[Dataset lines about where objects are]
※

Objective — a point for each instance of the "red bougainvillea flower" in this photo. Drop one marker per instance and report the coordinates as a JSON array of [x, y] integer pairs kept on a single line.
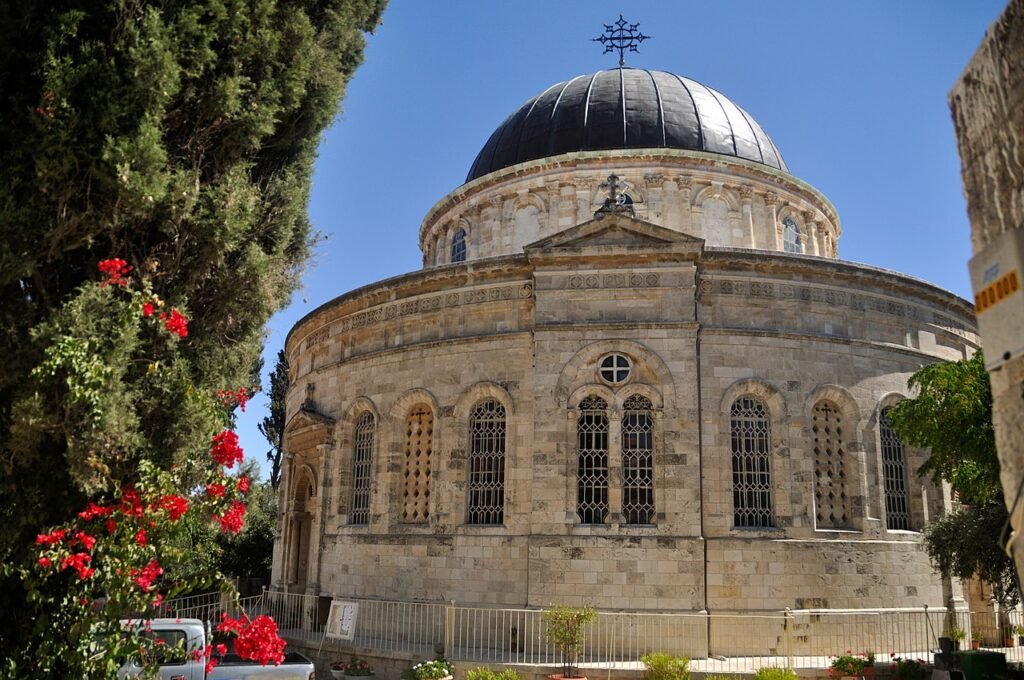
[[257, 639], [175, 506], [79, 562], [87, 541], [143, 578], [225, 449], [233, 519], [115, 270], [175, 323], [53, 537]]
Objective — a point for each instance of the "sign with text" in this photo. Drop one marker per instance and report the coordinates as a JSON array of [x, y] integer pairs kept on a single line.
[[341, 620]]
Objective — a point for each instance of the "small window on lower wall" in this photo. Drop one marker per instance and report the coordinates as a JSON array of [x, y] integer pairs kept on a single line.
[[894, 475], [485, 504], [592, 461], [750, 429]]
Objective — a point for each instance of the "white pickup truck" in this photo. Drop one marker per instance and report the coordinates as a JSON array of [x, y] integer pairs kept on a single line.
[[190, 635]]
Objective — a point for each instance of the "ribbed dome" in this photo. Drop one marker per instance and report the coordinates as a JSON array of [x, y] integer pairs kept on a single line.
[[626, 109]]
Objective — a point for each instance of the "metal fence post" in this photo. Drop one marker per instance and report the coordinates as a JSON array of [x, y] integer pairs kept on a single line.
[[450, 630], [788, 638]]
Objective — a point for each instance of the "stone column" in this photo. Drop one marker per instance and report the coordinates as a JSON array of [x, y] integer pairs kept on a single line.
[[812, 232], [987, 104], [685, 183], [747, 195], [771, 200]]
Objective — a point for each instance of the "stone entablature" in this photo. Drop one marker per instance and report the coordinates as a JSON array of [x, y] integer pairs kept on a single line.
[[727, 203]]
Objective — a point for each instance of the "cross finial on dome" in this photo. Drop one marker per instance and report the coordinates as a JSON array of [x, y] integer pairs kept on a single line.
[[623, 36]]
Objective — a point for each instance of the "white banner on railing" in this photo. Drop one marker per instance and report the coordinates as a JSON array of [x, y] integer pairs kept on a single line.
[[341, 620]]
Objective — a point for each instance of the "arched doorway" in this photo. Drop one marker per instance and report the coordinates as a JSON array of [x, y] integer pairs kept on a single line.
[[300, 522]]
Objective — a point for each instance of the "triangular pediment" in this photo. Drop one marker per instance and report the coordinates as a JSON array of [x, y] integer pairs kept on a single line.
[[614, 231]]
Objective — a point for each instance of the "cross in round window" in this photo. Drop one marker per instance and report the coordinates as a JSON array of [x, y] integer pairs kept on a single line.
[[614, 369]]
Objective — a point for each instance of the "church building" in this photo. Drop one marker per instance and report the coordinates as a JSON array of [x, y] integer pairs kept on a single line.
[[632, 373]]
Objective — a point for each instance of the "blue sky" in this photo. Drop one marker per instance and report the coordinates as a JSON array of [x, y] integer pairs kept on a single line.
[[853, 94]]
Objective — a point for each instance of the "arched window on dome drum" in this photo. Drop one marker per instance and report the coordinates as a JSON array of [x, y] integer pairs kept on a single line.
[[791, 237], [486, 464], [832, 503], [751, 437], [363, 452], [638, 461], [592, 461], [894, 475], [416, 478], [459, 246]]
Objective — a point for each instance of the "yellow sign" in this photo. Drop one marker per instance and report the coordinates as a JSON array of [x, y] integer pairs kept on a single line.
[[996, 292]]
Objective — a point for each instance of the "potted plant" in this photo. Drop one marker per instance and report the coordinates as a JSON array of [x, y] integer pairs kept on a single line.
[[660, 666], [438, 669], [484, 673], [906, 669], [860, 665], [563, 627], [957, 635], [353, 668]]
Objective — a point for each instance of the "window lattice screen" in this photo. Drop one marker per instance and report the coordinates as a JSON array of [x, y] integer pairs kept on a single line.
[[592, 453], [363, 452], [486, 464], [894, 475], [751, 437], [416, 484], [638, 461], [832, 503]]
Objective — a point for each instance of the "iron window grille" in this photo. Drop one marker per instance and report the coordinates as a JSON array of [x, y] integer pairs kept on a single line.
[[363, 451], [486, 464], [832, 504], [614, 369], [638, 461], [791, 237], [751, 435], [894, 475], [459, 246], [592, 453], [416, 480]]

※

**Task details**
Rewrite every line from the first one up to and including the line with "323], [53, 537]]", multiplying each x and y coordinate in the answer by 2.3 and rounding to whole numbers (halves round up), but keep all other text and numbers unchanged. Leave out the picture.

**Worked solution**
Objective — a point for each instance of the "red bougainvillea flower" in this photo. Drop one marker per instance and report the coordinates as a JSON array of [x, y] integer pairs kept on a single line.
[[591, 1470], [403, 1164], [182, 1293], [200, 1244], [329, 1329], [518, 1033], [536, 1194], [265, 621], [403, 743], [122, 1235]]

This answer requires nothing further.